▶ DATA TO PROCESS
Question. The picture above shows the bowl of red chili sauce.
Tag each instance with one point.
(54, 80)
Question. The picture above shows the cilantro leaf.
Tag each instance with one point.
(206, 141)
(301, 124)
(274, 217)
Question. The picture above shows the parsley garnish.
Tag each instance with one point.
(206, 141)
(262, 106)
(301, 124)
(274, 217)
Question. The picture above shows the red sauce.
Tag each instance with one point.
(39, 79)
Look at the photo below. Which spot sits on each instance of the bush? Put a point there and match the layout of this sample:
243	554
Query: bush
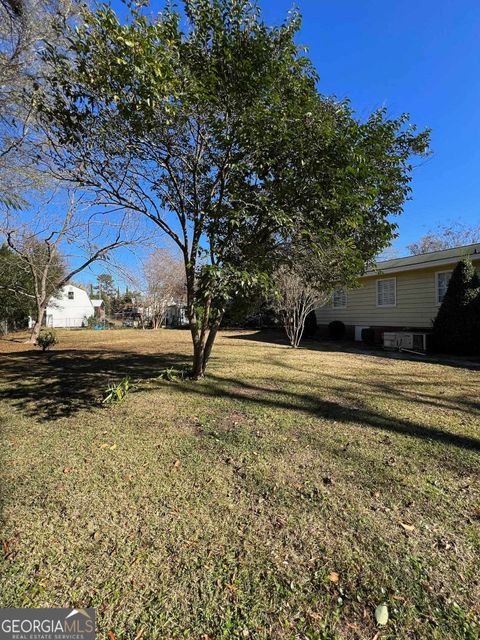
47	339
311	326
336	330
368	336
456	329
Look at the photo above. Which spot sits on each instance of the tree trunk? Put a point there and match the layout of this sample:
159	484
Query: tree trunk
38	323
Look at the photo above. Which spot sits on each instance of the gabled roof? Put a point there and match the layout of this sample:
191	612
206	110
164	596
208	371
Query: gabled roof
426	260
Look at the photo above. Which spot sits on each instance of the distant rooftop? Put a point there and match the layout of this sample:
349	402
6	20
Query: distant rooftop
431	259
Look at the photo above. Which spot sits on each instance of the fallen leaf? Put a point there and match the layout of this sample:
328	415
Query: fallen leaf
381	614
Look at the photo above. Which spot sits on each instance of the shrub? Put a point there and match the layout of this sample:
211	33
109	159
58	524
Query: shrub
310	328
456	329
336	330
47	339
171	374
368	336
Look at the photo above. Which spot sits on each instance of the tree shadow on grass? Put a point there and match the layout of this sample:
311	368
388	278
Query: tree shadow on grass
61	383
57	384
342	411
272	336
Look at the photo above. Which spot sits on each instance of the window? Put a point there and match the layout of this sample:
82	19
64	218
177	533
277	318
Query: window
339	299
387	292
442	280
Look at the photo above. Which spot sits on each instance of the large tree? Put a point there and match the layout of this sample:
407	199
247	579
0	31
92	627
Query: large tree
213	128
456	329
24	27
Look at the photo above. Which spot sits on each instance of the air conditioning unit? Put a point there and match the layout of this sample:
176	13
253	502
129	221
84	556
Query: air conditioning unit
390	340
406	341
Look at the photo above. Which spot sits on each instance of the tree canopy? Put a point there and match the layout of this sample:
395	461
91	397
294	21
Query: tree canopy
213	128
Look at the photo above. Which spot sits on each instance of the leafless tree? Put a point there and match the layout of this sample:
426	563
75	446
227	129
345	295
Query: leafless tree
164	275
40	241
447	237
306	281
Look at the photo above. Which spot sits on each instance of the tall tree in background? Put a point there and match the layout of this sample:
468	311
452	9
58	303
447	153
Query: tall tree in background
38	237
447	237
164	275
217	134
24	25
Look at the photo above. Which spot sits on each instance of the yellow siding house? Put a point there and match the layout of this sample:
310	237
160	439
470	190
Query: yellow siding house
404	293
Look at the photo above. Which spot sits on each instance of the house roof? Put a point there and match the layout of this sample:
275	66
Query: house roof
426	260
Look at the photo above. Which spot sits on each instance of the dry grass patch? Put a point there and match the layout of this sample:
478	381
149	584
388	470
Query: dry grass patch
222	508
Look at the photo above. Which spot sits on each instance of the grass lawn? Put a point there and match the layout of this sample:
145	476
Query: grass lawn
285	496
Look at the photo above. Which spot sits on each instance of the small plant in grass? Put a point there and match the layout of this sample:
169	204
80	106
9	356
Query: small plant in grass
117	392
47	339
170	374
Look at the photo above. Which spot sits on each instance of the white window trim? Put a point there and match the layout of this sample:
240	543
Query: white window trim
341	306
437	273
386	306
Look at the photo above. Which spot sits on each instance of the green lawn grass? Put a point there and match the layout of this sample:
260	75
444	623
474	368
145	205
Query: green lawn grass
284	496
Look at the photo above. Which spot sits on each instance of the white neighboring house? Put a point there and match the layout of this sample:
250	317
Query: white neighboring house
71	307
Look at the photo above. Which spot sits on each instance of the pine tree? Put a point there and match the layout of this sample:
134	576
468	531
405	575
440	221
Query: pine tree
457	325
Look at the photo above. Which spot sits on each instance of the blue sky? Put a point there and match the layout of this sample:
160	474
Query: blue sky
419	57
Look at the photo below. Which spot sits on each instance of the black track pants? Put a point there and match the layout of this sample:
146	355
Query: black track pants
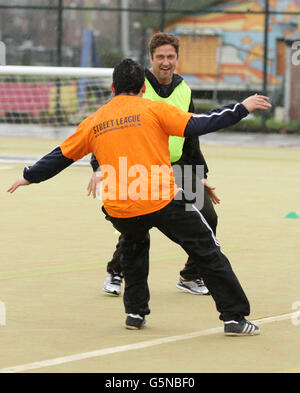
188	229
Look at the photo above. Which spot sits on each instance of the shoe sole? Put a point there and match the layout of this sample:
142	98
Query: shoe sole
257	333
191	292
135	327
114	293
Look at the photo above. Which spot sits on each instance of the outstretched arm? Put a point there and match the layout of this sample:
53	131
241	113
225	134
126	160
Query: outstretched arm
20	182
224	117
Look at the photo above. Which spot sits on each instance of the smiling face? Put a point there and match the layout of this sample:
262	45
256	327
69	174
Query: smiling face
164	61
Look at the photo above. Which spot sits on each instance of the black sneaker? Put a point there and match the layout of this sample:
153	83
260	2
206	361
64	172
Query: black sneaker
135	322
241	328
112	284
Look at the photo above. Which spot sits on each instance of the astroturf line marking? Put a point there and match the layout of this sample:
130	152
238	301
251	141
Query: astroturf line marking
129	347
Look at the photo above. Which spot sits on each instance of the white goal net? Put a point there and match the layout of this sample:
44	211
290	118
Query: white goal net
51	96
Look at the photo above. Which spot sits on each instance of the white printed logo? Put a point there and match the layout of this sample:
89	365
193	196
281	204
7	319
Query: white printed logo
2	314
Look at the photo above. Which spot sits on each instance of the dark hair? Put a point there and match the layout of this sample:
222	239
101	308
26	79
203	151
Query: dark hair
160	39
128	77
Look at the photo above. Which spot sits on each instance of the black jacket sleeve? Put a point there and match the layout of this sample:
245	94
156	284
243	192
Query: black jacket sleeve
48	166
216	119
191	153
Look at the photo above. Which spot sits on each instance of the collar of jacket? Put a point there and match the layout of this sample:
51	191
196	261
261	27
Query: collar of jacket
163	91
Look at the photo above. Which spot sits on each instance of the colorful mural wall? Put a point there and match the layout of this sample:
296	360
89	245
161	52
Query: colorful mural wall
231	46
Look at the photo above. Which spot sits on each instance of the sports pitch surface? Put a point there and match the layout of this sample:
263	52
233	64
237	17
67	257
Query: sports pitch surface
55	244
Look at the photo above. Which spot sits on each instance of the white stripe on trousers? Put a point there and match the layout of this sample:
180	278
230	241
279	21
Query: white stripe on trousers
206	223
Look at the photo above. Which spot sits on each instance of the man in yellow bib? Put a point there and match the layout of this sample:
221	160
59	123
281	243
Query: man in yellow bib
163	84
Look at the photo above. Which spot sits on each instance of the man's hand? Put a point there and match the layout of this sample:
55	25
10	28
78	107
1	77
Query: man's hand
20	182
211	192
92	186
256	102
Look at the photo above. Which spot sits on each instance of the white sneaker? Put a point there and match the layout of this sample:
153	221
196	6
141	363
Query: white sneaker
195	287
112	284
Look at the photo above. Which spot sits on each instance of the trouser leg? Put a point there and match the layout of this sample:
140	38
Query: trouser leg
191	268
186	177
114	266
134	261
196	238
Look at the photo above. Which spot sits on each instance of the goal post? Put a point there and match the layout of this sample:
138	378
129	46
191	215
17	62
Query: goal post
51	96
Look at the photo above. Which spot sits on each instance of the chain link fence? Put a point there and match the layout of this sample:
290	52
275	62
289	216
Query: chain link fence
228	50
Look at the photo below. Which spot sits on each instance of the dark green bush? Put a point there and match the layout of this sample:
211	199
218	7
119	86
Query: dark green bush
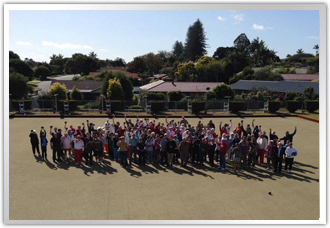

▶ ASSIGNMENT
Restate the data above word for word. Do not include the images.

▶ REPLY TO THE TASK
Question. The picture above shows the bowl of red chili sauce.
Tag each instance with one point.
(54, 80)
Question. The picture above shows the cilantro leaf.
Tag each instance with one point.
(206, 141)
(301, 124)
(274, 217)
Question. The picture above shows the parsley garnish.
Tag each instance with one point.
(206, 141)
(262, 106)
(301, 124)
(274, 217)
Question. The picture above shows the red sauce.
Tag each instance with one point.
(39, 79)
Look at the photo below. Which spot sits on each instance of the bush? Put a point there and match the layout of this sample:
243	554
Query: bush
47	339
311	326
336	330
368	336
456	329
Look at the photo above. Which spot sits on each instance of the tree trunk? Put a point there and match the layout of this sample:
159	484
Query: tree trunk
38	323
Look at the photo above. Which spot sits on each instance of the gabled roof? Put a point there and match the layout of this sample:
191	612
206	110
164	596
208	371
Query: gabled roof
426	260
Look at the photo above. Which spot sits on each instance of the distant rooftop? Put a point there and match the layout of this sample:
349	402
6	20
Query: distant rooftop
431	259
Look at the photo above. Which spot sits on each instance of the fallen leaf? Put a point there and match the layout of this sample:
328	415
Query: fallen leaf
381	614
Look at the photo above. Which spot sits on each instance of the shrub? Put a point there and match the layout of this sample:
211	33
109	159
58	524
Query: shrub
310	328
456	329
336	330
47	339
171	374
368	336
Look at the photo above. Which spot sits on each instance of the tree shadow on grass? Put a point there and match the layout of this sample:
311	368
388	278
Query: tree shadow on grass
61	383
57	384
342	411
272	336
Look at the photo above. Which spot sits on each instance of the window? Put a point there and match the layout of this sample:
82	19
64	218
177	533
277	318
Query: window
339	299
387	292
442	280
Look at the photo above. Which spot sits on each instance of the large tree? Put a point there and match the layout of this sample:
407	199
247	579
0	31
92	627
Query: large tree
213	128
456	329
24	27
Look at the photo above. Which spot sits on each instance of the air conditioning unit? Put a point there and match the layout of this sample:
176	13
253	502
129	221
84	556
Query: air conditioning unit
390	340
406	341
Look at the photo above. Which spot sits on each instance of the tree canopy? Put a point there and match the layout of this sample:
395	461
91	397
294	21
Query: tree canopy
213	128
Look at the photo above. Which spot sits on each instance of the leafless tree? Put a point there and match the layout of this sample:
426	563
75	446
227	129
345	295
Query: leafless tree
164	275
40	241
447	237
306	281
Look at the photo above. Which spot sits on each instance of the tall tree in background? Put a point there and match the layout of this sample:
468	311
452	9
58	303
447	153
Query: tall tree in background
38	237
447	237
164	275
217	134
24	25
Look at the photo above. Which spot sits on each instance of the yellow siding house? Put a point there and match the layout of this sample:
310	237
160	439
470	190
Query: yellow siding house
404	293
Look at the photo above. Which spot sits on each instance of the house roof? Put a point there and match the layout of this sample:
275	66
Query: house roof
426	260
Look at the photo above. Which spot sits on each instance of the dry grass patch? Put a point there and match the layout of this sample:
478	381
149	584
388	470
Query: dry grass patch
222	508
Look at the photo above. Which spot sits on each instance of the grass lawn? Put a point there and match the layout of this sample:
145	476
Query: grass lawn
285	496
Look at the photo above. Which spot sits on each instance of the small plant in grass? Put a point there and match the layout of this sample:
169	204
80	106
9	356
Query: small plant in grass
117	392
47	339
170	374
Look at the photo above. Which spot sits on each instance of the white window trim? Put a point there and match the layout of this sample:
240	543
Query: white window trim
341	306
437	273
386	306
Look at the photo above. Which spot sits on each instance of the green lawn grass? Put a point there and match the layout of this sample:
260	75
444	623
474	368
145	205
Query: green lawn grass
284	496
Look at the photo above. Which spot sits on each instance of the white neighboring house? Put a point there and match the layout of this sample:
250	317
Query: white neighboring house
71	307
Look at the photo above. Which spot sits on each instance of the pine tree? Put a point there and match the layout of this sample:
134	576
468	531
405	575
440	221
Query: pine tree
457	325
Look at the photo above. Which spot sits on each instance of the blue sky? Put a point there and match the layout of this sample:
160	474
Query: blue sky
419	57
Look at the photo below. Which spot sits on each instance of the black track pants? Put a point there and match the layout of this sample:
146	355
Query: black track pants
188	229
Look at the photo above. Which spot sits on each instance of the shoe sole? Put a point there and match the layout of this sample:
142	98
Query: shoe sole
257	333
191	292
135	327
114	293
Look at the photo above. Which spot sits on each instance of the outstretched arm? Put a point there and match the layout of this sample:
53	131
241	113
225	134
126	160
Query: outstretched arm
20	182
224	117
Look at the photo above. Which spot sits on each instance of the smiling face? Put a point there and match the layout of this sample:
262	45
256	327
69	174
Query: smiling face
164	61
Look at the photo above. Which spot sits on each instance of the black sneaker? Put a point there and match the layout of this sample:
153	83
260	2
206	361
64	172
Query: black sneaker
135	322
241	328
112	284
Look at the photo above. Which spot sits on each instance of the astroturf line marking? Put a point there and match the layout of this sample:
130	152
238	301
251	141
Query: astroturf line marking
129	347
Look at the photo above. Which spot sits on each instance of the white goal net? Put a point there and match the layout of this sample:
44	211
290	118
Query: white goal net
51	96
Look at the photo above. Which spot sits on each instance of the white printed logo? Put a point there and match the layout of this sample:
89	365
193	196
281	204
7	319
Query: white printed logo
2	314
Look at the photo above. Which spot sits on each instance of the dark hair? Put a point there and match the layout of this sample:
222	239
101	308
26	79
203	151
Query: dark hair
160	39
128	77
Look at the photo above. Which spot sits on each instance of the black jacket sleeve? Put a point there and match the layout of this sample:
245	94
156	284
243	192
Query: black jacket sleeve
48	166
216	119
191	153
Look at the photo above. Which spot sits on each instance of the collar of jacket? Put a point there and match the layout of this sample:
51	191
196	261
261	27
Query: collar of jacket
163	91
Look at the photo above. Which spot sits on each instance of the colorful mural wall? Put a point there and match the layout of this sample:
296	360
89	245
161	52
Query: colorful mural wall
231	46
Look at the photo above. Which spot sits on each instance of the sports pitch surface? Put a point there and match the layout of this sample:
263	52
233	64
237	17
67	257
Query: sports pitch surface
55	244
Look at the photo above. Which spot sits on each instance of the white stripe on trousers? Put a point there and match the layout of this sample:
180	278
230	241
279	21
Query: white stripe on trousers
206	223
Look at the photo above. Which spot sits on each instance of the man in yellow bib? Put a point there and match the layout of this sample:
221	160
59	123
281	243
Query: man in yellow bib
163	84
Look at the photo above. Which spot sits on each instance of the man's hand? Put a point there and match the layout of this sample:
55	25
10	28
78	107
1	77
Query: man's hand
20	182
211	192
92	186
256	102
Look at the photo above. Which spot sits on each instance of the white sneaker? Put a point there and match the layout of this sample:
153	221
196	6
141	363
Query: white sneaker
195	287
112	284
Look at the photo above. Which spot sits on each instance of the trouser leg? Put a point there and match the layout of this sample:
140	38
Query: trouser leg
191	268
186	177
114	266
134	261
196	238
Look at the photo above. Which spot sits on each instance of the goal post? Put a point there and match the layout of this sample:
138	378
129	46
191	215
17	62
Query: goal post
51	96
Look at the photo above. Which spot sits on each instance of the chain link fence? Put a point there and match the layout of this sample:
290	52
275	62
289	216
Query: chain link fence
228	50
Look at the photo below. Which spot sits on each instance of the dark green bush? Put a point there and match the layout of this sample:
211	199
218	7
119	86
Query: dark green bush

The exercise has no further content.